• THE PROBLEM: The records below must be transcribed exactly.

= Beginning of Section =

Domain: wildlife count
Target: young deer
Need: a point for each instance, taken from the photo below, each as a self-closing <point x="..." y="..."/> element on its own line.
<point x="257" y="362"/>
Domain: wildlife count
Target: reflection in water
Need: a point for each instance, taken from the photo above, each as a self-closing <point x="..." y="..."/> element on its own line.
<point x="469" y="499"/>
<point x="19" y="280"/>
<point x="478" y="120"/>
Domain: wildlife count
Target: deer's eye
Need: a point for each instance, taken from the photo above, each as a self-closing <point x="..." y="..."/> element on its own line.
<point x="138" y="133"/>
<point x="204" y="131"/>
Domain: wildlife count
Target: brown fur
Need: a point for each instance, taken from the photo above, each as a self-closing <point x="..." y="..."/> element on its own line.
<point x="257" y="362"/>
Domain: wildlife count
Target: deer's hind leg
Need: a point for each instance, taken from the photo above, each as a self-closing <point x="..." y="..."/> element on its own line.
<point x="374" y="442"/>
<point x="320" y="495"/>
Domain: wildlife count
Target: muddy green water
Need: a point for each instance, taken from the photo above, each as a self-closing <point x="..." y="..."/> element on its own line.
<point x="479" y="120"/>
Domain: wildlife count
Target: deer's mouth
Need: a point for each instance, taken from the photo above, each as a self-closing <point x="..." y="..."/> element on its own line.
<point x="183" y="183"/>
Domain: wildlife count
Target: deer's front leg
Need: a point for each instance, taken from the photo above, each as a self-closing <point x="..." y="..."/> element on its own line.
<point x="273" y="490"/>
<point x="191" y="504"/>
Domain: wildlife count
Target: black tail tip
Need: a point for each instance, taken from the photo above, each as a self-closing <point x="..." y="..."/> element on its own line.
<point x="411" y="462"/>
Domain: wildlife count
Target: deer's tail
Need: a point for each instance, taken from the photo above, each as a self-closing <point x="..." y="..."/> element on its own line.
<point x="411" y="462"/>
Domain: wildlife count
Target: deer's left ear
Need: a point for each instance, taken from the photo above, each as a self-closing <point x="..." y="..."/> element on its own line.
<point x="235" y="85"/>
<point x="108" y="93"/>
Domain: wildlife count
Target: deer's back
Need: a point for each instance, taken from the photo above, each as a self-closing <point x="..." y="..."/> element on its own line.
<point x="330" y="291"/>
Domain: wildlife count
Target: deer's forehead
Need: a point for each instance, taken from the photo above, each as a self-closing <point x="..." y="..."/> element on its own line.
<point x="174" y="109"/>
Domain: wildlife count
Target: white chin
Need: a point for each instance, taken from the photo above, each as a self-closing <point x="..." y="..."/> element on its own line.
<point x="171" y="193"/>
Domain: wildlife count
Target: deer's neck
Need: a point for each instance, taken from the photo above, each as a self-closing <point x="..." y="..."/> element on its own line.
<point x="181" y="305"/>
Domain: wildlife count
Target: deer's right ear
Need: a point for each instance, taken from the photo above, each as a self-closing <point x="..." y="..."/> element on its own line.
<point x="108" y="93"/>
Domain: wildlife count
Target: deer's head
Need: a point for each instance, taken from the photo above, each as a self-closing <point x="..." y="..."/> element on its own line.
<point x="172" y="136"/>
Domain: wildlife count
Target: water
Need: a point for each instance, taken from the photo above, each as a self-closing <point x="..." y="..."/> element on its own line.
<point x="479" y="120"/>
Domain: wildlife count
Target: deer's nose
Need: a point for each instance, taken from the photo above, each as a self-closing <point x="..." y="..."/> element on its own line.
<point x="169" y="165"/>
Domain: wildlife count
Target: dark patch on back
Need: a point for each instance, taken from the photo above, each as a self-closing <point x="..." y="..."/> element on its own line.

= End of Section =

• PROBLEM SOLUTION:
Domain: wildlife count
Target: young deer
Need: a point for each instance, taken from the photo below, each as a self-closing <point x="..." y="..."/> element on its own line.
<point x="257" y="362"/>
Domain: wildlife count
Target: reflection in water
Need: a point for each instance, taken from the photo above, each as a self-closing <point x="..." y="..."/> element on its own line.
<point x="469" y="499"/>
<point x="19" y="280"/>
<point x="478" y="120"/>
Domain: wildlife count
Target: deer's eye
Need: a point for each instance, taken from the photo above, each as a self-closing <point x="..." y="..."/> element on its own line.
<point x="138" y="133"/>
<point x="204" y="131"/>
Domain: wildlife count
Target: brown fur
Need: a point for each instance, taken from the photo above, each as a self-closing <point x="..." y="..."/> element on its own line.
<point x="257" y="362"/>
Domain: wildlife count
Target: deer's hind leg
Need: a point for each instance, taken from the photo above, each as a self-closing <point x="..." y="..."/> element on its own line.
<point x="374" y="442"/>
<point x="320" y="495"/>
Domain: wildlife count
Target: muddy green water
Need: a point for each instance, taken from the photo above, each as a self-closing <point x="..." y="..."/> element on its own line.
<point x="479" y="120"/>
Domain: wildlife count
Target: deer's mouth
Need: a point for each instance, taken from the photo above, each as a self-closing <point x="..." y="..."/> element on its own line.
<point x="183" y="183"/>
Domain: wildlife count
Target: deer's front leg
Need: a point for each instance, taken from the photo above, each as a self-closing <point x="..." y="..."/> element on its own line.
<point x="273" y="490"/>
<point x="191" y="504"/>
Domain: wildlife count
Target: black tail tip
Need: a point for each instance, taken from the photo above, each as a self-closing <point x="..." y="..."/> element on its own line.
<point x="411" y="462"/>
Domain: wildlife count
Target: deer's tail
Need: a point for each instance, taken from the photo above, each as a self-closing <point x="..." y="..."/> element on its own line.
<point x="411" y="462"/>
Domain: wildlife count
Target: deer's left ear
Need: a point for each instance, taken from the photo above, each as a self-closing <point x="..." y="..."/> element on its own line.
<point x="235" y="85"/>
<point x="108" y="93"/>
Domain: wildlife count
Target: deer's back
Need: a point for each instance, taken from the photo above, each as a self-closing <point x="..." y="..."/> element on its own line.
<point x="330" y="291"/>
Domain: wildlife count
Target: deer's forehead
Need: a point for each instance, taken from the photo above, each as a self-closing <point x="..." y="..."/> element on its own line.
<point x="174" y="109"/>
Domain: wildlife count
Target: white chin
Need: a point for each instance, taken from the photo above, each as a self-closing <point x="..." y="..."/> element on its own line.
<point x="171" y="193"/>
Domain: wildlife count
Target: deer's neck
Need: a point for each instance, taken from the photo above, each as a self-closing <point x="..." y="..."/> element on its own line.
<point x="181" y="305"/>
Domain: wildlife count
Target: deer's right ear
Need: a point for each instance, taken from the photo above, each as a self-closing <point x="..." y="..."/> element on its own line.
<point x="108" y="93"/>
Domain: wildlife count
Target: deer's head
Need: a point for each instance, taken from the photo above, each as a self-closing <point x="..." y="..."/> element on its own line.
<point x="172" y="136"/>
Domain: wildlife count
Target: water
Need: a point for each instance, taken from the photo above, each as a self-closing <point x="..." y="..."/> element on its own line.
<point x="479" y="120"/>
Domain: wildlife count
Target: deer's nose
Need: a point for each instance, taken from the photo above, each as a self-closing <point x="..." y="..."/> element on its own line.
<point x="169" y="165"/>
Domain: wildlife count
Target: dark patch on back
Need: a point for each instance, taken from the photo above, each as a self-closing <point x="..." y="..."/> element on its own line.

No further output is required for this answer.